Problem: Each record is to be written out exactly as it appears.

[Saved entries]

--

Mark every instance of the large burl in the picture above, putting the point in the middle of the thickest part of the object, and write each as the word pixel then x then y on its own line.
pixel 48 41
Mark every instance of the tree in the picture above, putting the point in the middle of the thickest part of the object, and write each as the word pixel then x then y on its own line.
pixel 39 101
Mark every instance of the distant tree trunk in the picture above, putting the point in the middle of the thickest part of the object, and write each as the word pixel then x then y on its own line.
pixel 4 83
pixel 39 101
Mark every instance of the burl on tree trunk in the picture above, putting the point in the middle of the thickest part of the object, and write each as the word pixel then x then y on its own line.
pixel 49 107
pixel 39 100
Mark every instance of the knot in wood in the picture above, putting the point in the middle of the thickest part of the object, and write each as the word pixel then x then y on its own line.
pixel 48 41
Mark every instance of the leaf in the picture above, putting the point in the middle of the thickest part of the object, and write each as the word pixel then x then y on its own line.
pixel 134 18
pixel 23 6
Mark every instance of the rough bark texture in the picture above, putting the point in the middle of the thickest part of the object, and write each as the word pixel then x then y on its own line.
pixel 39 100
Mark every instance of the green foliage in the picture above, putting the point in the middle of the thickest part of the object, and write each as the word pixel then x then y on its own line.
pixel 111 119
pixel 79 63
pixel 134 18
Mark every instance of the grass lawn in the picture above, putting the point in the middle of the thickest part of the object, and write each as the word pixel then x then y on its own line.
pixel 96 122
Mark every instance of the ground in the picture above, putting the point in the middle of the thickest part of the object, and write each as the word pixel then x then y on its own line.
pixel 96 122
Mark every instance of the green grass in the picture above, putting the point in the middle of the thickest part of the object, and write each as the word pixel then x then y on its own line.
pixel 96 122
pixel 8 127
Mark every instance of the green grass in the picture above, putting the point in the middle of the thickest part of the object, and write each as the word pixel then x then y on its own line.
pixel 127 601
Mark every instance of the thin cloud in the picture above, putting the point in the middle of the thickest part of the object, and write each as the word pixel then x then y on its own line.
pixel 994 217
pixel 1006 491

--

Exercise result:
Mark every instance of the large burl in the picture above, putting the point in the middle of the thickest part of the object, and write each as the word pixel then x then y on its own line.
pixel 48 41
Mark every instance of the tree in the picture above, putting the point in the middle of the thickest part of the object, and write each as the word pixel then x then y on its own line.
pixel 39 101
Mark every instance of the distant tree trunk in the picture above, putting the point in the middle of the thickest part of the object, and write each as the word pixel then x then y on its own line.
pixel 4 83
pixel 39 101
Mark every instance of the burl on tree trunk in the picture above, putting the point in the middle of the thickest part of the object, and write each as the word pixel then x then y on its own line.
pixel 49 107
pixel 39 100
Mark every instance of the knot in wood in the picture above, putting the point in the middle of the thickest part of the object, and write each as the word pixel then x then y on its own line.
pixel 48 41
Mark every instance of the leaf in the picture above, putting the point in the middle of the thickest part of the object, and write each as the word pixel then x then y on its own line.
pixel 134 18
pixel 23 6
Mark every instance of the rough bark texture in the picture above, putting the point in the middle of the thickest part of the object, and write each as the word pixel then x then y on its own line.
pixel 39 100
Mark every instance of the green foliage in the picture above, putting the point in the middle of the thickest part of the object, and write each as the word pixel then x then y on its own line.
pixel 111 119
pixel 79 63
pixel 134 18
Mark every instance of the grass lawn in the picture above, putting the point in the middle of the thickest part of the object, and write each as the word pixel then x then y on its own line.
pixel 96 122
Mark every instance of the ground in the picture above, putting the point in the middle of the thickest part of the object, and write each as the word pixel then x then y on its own line.
pixel 96 122
Mark every instance of the green grass in the picture above, putting the point in the middle of the thickest part of the object, and write each as the word pixel then x then y on its own line.
pixel 96 122
pixel 8 127
Mark every instance of the green grass in the picture above, putting the point in the middle of the thickest part of the object, and write each as the word pixel then x then y on its own line.
pixel 127 601
Mark every instance of the thin cloud in the picture above, putting the point in the middle of the thickest part of the object, and write each as the word pixel then x then y on its own line.
pixel 994 217
pixel 1006 491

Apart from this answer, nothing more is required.